Excerpt from a dataset:

####

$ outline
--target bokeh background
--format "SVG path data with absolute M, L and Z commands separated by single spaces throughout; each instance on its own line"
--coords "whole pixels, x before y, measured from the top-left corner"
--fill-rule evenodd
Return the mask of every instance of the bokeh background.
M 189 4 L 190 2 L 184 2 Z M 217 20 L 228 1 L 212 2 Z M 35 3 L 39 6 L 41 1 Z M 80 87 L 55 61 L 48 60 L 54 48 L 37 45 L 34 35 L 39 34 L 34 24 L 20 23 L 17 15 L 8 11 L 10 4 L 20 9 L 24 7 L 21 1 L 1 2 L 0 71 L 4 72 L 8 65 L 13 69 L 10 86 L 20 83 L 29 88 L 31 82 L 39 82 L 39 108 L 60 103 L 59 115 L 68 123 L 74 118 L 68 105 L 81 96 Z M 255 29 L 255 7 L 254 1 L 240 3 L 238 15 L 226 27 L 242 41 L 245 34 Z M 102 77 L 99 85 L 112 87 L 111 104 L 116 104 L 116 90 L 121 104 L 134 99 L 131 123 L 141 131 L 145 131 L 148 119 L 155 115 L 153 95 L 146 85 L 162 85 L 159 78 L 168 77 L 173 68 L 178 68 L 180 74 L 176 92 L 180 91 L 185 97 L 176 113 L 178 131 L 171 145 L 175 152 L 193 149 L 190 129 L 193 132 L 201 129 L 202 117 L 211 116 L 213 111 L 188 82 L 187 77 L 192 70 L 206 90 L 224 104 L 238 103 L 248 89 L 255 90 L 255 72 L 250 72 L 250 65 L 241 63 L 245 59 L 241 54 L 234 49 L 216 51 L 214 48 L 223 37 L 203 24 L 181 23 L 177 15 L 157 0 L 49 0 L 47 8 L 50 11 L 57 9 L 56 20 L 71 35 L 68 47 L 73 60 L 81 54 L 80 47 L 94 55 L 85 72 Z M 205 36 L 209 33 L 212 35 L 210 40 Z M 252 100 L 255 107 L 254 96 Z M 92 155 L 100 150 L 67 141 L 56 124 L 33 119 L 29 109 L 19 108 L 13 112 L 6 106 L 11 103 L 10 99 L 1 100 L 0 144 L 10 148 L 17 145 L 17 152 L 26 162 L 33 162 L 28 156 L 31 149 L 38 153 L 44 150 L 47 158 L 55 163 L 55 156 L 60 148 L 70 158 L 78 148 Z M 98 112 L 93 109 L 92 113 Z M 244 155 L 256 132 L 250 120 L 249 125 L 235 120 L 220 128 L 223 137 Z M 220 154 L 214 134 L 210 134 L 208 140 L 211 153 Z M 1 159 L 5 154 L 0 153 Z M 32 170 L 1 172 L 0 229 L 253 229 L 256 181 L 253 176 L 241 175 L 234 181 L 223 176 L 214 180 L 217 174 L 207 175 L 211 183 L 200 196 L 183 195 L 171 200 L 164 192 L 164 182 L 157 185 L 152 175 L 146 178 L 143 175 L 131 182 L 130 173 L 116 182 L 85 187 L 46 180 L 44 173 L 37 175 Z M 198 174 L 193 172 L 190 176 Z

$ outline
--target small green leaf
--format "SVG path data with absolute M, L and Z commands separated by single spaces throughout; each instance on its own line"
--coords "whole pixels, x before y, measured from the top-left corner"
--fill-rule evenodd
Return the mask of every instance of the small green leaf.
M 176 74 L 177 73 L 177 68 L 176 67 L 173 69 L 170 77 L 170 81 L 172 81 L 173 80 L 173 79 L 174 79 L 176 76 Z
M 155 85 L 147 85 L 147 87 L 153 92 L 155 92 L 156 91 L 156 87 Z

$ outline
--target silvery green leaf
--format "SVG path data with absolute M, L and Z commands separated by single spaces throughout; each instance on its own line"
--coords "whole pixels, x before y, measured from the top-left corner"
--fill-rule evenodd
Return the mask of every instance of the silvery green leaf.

####

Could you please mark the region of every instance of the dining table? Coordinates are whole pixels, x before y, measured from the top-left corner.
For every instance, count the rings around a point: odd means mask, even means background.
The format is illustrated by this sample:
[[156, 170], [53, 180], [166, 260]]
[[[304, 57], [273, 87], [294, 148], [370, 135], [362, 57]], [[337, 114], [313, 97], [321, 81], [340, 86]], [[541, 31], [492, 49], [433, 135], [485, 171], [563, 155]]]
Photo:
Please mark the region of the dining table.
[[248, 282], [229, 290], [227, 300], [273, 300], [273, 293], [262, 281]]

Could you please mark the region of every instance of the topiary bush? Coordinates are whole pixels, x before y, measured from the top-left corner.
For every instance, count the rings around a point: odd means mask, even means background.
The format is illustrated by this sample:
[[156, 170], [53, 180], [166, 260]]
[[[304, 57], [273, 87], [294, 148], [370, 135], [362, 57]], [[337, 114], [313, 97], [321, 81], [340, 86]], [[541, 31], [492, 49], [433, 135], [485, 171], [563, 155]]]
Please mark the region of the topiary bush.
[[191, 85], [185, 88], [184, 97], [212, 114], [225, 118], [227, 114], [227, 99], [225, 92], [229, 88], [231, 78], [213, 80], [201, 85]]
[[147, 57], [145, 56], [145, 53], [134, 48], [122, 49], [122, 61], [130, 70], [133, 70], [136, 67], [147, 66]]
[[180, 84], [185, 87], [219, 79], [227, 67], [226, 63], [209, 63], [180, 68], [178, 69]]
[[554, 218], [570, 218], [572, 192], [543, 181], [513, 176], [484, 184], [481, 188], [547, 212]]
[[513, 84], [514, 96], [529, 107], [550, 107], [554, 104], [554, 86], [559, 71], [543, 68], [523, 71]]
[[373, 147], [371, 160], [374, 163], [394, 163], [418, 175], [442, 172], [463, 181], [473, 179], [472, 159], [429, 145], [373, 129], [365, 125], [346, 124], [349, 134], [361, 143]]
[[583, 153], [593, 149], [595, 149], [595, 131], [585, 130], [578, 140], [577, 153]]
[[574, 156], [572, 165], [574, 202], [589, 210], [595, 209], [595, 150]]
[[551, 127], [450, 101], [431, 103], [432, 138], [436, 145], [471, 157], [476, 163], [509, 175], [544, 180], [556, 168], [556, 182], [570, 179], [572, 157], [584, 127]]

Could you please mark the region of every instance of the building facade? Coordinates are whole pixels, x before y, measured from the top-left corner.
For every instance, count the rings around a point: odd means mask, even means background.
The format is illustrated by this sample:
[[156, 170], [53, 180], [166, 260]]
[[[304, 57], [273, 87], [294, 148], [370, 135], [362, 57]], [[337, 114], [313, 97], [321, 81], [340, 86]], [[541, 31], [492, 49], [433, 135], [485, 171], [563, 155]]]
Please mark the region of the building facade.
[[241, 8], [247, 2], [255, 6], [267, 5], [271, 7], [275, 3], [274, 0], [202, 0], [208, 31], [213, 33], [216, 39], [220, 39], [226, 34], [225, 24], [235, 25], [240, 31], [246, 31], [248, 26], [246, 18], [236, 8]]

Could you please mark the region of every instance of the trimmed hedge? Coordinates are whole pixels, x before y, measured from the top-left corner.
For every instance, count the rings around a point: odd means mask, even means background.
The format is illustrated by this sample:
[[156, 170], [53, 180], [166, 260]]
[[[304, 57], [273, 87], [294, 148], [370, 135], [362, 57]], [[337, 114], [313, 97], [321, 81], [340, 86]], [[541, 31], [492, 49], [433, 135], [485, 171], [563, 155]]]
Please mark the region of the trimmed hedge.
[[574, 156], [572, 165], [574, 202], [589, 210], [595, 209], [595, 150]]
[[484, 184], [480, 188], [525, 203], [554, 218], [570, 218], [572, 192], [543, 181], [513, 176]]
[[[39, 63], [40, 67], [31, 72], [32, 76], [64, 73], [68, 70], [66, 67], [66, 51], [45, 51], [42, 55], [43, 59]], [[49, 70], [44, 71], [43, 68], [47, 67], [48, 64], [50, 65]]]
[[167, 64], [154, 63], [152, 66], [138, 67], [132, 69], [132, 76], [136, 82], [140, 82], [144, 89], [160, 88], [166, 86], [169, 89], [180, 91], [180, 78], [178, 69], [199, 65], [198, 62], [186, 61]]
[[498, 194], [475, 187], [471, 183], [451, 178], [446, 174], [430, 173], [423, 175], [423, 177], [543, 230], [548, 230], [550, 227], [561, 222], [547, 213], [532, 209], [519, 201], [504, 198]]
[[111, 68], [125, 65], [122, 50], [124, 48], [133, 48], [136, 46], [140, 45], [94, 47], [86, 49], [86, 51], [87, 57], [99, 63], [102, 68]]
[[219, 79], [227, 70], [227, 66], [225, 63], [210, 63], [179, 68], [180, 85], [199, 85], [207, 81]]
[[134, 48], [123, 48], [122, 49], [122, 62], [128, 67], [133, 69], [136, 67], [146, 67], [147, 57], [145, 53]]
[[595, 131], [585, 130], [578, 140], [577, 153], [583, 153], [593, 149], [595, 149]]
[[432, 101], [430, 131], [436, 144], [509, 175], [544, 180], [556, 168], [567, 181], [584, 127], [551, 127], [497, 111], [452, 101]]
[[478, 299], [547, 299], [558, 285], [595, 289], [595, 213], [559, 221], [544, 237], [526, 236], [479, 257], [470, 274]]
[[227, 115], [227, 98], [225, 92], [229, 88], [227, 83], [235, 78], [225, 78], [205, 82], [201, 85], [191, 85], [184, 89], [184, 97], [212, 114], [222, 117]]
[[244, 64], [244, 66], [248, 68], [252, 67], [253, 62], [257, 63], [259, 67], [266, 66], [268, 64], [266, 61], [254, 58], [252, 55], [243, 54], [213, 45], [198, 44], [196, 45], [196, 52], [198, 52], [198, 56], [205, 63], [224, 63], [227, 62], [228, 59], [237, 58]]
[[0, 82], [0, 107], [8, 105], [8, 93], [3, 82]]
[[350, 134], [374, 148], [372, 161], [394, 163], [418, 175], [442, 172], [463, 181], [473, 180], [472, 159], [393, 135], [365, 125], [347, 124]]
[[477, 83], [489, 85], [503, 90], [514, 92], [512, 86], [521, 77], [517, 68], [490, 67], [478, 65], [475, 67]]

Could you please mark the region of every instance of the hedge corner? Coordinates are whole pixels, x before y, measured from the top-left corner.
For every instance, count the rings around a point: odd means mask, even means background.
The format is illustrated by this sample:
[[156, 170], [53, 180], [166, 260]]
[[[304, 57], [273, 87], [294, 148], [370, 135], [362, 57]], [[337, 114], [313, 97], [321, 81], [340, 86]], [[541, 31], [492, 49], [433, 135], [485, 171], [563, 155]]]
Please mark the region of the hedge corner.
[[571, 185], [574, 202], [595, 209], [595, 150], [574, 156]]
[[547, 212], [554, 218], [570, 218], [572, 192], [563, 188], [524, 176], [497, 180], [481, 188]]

####

_Required task_:
Convert the lines starting at the one containing "the building facade?" and ending at the one containing "18], [236, 8]]" into a JSON list of strings, one string per line, leaving out any blank lines.

_Solution_:
[
  "Could you please mark the region of every instance of the building facade? Coordinates are whole pixels, x before y, measured from the top-left corner.",
  "For every instance, count the rings around a point: odd means mask, even means background.",
  "The format is illustrated by this sample:",
  "[[156, 170], [53, 180], [166, 260]]",
  "[[[304, 57], [273, 87], [294, 148], [370, 135], [362, 57]], [[337, 114], [313, 97], [321, 81], [340, 86]], [[541, 31], [492, 49], [433, 135], [485, 171], [563, 155]]]",
  "Please mark the region of the building facade.",
  "[[241, 8], [247, 2], [255, 6], [267, 5], [271, 7], [275, 3], [274, 0], [202, 0], [208, 31], [213, 33], [216, 39], [220, 39], [226, 34], [225, 24], [235, 25], [240, 31], [246, 31], [248, 26], [246, 18], [236, 8]]"
]